# [Activity]
In the article on Walmart's third-quarter earnings, how much money did Walmart allocate to share repurchases in the quarter?

# [Excerpt to read]
>>
Investors had been hoping to hear good news in Walmart's (NYSE:WMT) third-quarter earnings report. The world's leading retailer was sure to see slowing growth as compared to the prior quarter due to the end of fiscal stimulus measures. But Wall Street was still expecting strong results in areas like e-commerce sales, profits, and cash flow.
Walmart delivered growth in these key areas in the period that ended in late October, which sets the chain up for a strong finish to a record fiscal year.
Sales trends slowed, as expected, thanks to pressures including the withdrawal of federal financial support and further COVID-19 outbreaks. Comparable-store sales growth in the U.S. landed at 6.4%, compared to 9.3% in the second quarter. Most of that growth came from the digital sales segment, which grew 79% (compared to 97% in Q2) and accounted for 5.7 percentage points of Walmart's 6.4% boost.
The chain noted continued strength across the business, with grocery demand growing as more people eat at home. Its general merchandise categories had been spiking in the context of stimulus checks hitting consumers' bank accounts in Q2, but that division still managed solid growth as people spent aggressively on home furnishings, electronics, and sporting goods. "This was another strong quarter on the top and bottom line," CEO Doug McMillon summarized in a press release.
The financial wins stole the show this quarter as Walmart achieved a 56% increase in earnings per share. That reported figure included some noise, including currency exchange issues. But adjusted profit growth was still strong at 16%.
Supporting those gains was a modest uptick in gross profit margin to 25% of sales and a slight drop in operating expenses as a percentage of revenue. Those factors resulted in adjusted operating income of $6.6 billion, or 19% higher year over year.
Walmart tiptoed back into buyback spending, allocating $500 million toward share repurchases after having spent nothing in that arena in Q2. That conservative approach indicates management is still feeling cautious about the short-term growth outlook, given further COVID-19 outbreaks and surging unemployment levels in key markets like the U.S. Walmart returned $2 billion to shareholders in Q3, down 24% from the prior year.
<<
Image point grounding records:
>>
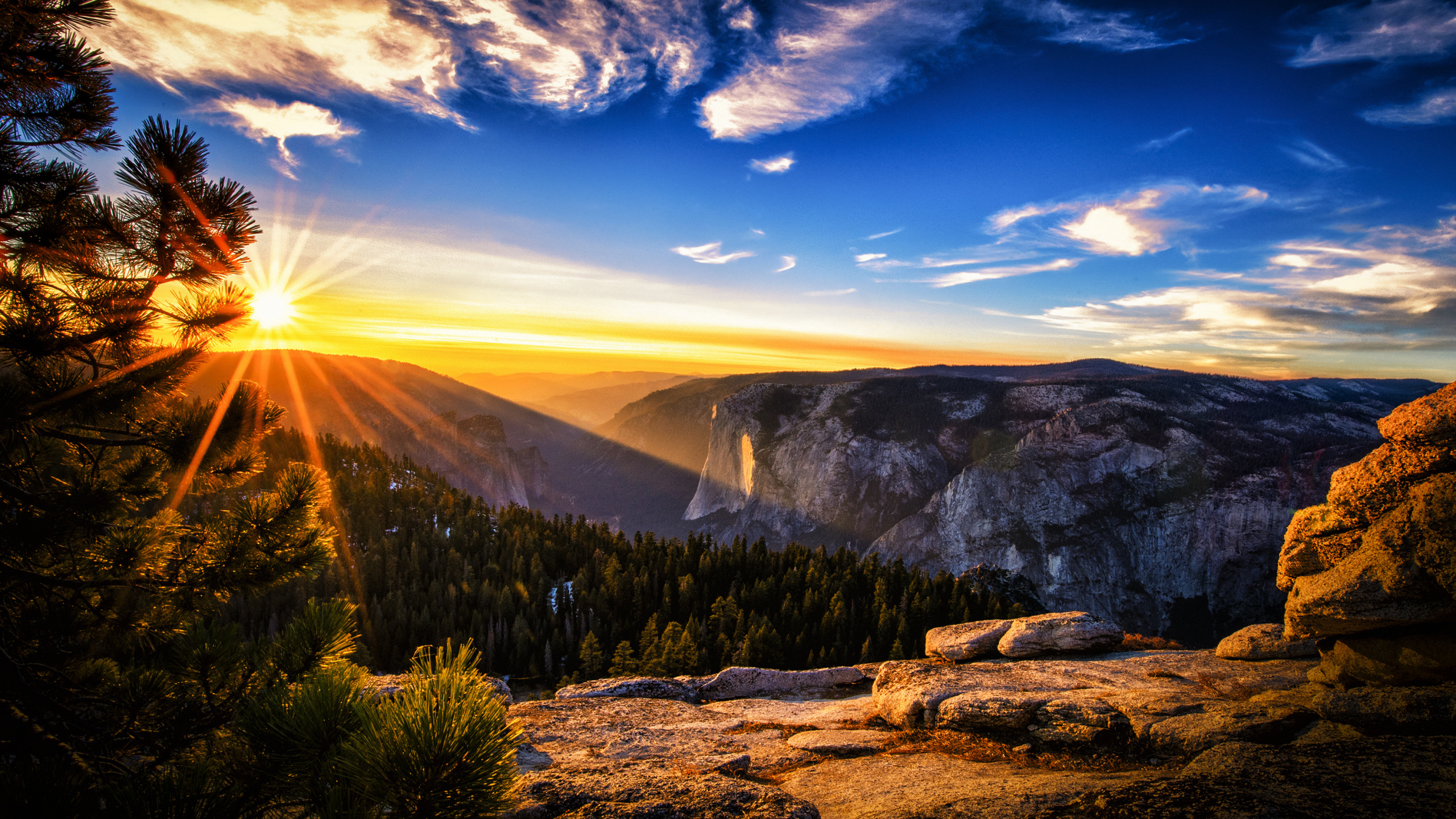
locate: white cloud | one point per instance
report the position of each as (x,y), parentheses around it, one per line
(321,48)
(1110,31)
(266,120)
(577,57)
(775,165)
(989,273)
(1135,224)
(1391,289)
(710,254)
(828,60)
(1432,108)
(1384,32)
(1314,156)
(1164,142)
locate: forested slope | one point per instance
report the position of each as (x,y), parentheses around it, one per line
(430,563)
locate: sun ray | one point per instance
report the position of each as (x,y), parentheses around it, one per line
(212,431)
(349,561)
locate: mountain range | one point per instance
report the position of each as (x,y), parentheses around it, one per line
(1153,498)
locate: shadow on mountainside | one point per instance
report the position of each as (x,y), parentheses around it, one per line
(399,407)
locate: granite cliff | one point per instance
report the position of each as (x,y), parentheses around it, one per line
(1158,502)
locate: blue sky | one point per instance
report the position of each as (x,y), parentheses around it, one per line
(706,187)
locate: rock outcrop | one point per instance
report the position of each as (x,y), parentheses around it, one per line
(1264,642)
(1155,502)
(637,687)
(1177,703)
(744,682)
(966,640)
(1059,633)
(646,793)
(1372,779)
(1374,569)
<<
>>
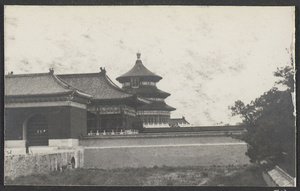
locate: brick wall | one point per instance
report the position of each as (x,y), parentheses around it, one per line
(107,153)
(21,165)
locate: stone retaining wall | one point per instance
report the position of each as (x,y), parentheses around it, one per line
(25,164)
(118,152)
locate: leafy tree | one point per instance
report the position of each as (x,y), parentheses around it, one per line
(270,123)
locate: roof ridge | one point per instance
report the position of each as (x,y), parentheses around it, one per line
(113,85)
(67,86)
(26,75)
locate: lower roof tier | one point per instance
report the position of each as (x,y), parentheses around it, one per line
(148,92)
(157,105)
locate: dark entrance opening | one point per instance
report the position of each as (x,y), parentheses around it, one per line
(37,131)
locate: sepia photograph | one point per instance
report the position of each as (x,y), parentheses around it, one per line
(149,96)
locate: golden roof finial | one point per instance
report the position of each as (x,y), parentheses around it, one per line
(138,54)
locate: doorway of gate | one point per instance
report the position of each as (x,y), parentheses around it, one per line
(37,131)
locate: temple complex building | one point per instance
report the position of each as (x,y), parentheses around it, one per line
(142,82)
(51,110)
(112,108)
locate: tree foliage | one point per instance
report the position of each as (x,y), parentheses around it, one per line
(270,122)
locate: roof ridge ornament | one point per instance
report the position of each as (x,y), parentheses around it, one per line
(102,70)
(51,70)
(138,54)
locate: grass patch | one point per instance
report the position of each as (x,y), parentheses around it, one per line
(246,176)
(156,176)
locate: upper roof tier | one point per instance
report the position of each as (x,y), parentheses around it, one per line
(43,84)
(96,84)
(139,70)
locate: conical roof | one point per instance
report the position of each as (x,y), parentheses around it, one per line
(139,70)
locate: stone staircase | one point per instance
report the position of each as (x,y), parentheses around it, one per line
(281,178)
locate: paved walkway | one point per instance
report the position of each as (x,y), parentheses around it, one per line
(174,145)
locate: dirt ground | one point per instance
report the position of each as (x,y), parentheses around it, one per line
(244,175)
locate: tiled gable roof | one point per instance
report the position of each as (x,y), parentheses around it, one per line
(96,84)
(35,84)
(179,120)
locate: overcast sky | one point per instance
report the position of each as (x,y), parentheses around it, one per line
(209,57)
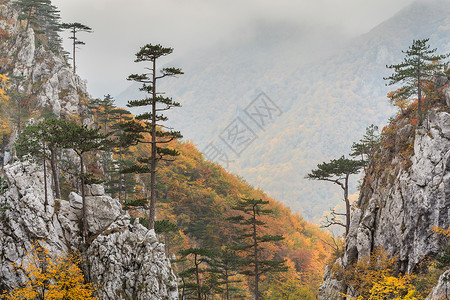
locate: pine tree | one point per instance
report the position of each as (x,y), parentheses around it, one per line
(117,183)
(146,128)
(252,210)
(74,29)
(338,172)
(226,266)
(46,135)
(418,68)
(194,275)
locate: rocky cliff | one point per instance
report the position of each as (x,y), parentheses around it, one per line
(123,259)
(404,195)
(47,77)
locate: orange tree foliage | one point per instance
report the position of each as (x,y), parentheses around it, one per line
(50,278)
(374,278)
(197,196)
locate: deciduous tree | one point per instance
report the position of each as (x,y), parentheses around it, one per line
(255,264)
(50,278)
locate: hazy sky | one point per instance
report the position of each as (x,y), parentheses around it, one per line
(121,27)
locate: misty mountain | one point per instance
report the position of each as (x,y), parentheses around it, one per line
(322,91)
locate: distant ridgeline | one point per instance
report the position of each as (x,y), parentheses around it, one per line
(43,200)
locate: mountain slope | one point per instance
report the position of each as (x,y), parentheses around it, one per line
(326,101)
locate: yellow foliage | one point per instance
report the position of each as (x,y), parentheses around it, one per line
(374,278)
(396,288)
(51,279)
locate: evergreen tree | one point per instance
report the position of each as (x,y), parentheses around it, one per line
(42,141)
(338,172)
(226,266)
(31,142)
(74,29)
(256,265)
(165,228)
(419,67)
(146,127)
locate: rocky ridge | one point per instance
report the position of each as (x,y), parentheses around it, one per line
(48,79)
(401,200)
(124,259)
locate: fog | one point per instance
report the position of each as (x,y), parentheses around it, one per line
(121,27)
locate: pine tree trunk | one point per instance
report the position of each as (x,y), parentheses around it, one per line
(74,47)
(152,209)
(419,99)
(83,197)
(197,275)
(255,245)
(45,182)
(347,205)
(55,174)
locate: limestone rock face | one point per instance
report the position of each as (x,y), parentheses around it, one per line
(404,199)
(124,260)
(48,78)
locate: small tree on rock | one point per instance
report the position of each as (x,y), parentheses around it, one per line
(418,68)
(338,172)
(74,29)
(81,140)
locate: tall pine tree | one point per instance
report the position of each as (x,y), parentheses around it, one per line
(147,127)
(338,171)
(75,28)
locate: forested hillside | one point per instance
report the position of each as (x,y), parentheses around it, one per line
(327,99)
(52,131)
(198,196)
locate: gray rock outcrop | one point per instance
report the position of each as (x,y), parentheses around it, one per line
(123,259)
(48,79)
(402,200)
<<
# [Written solution]
$500 million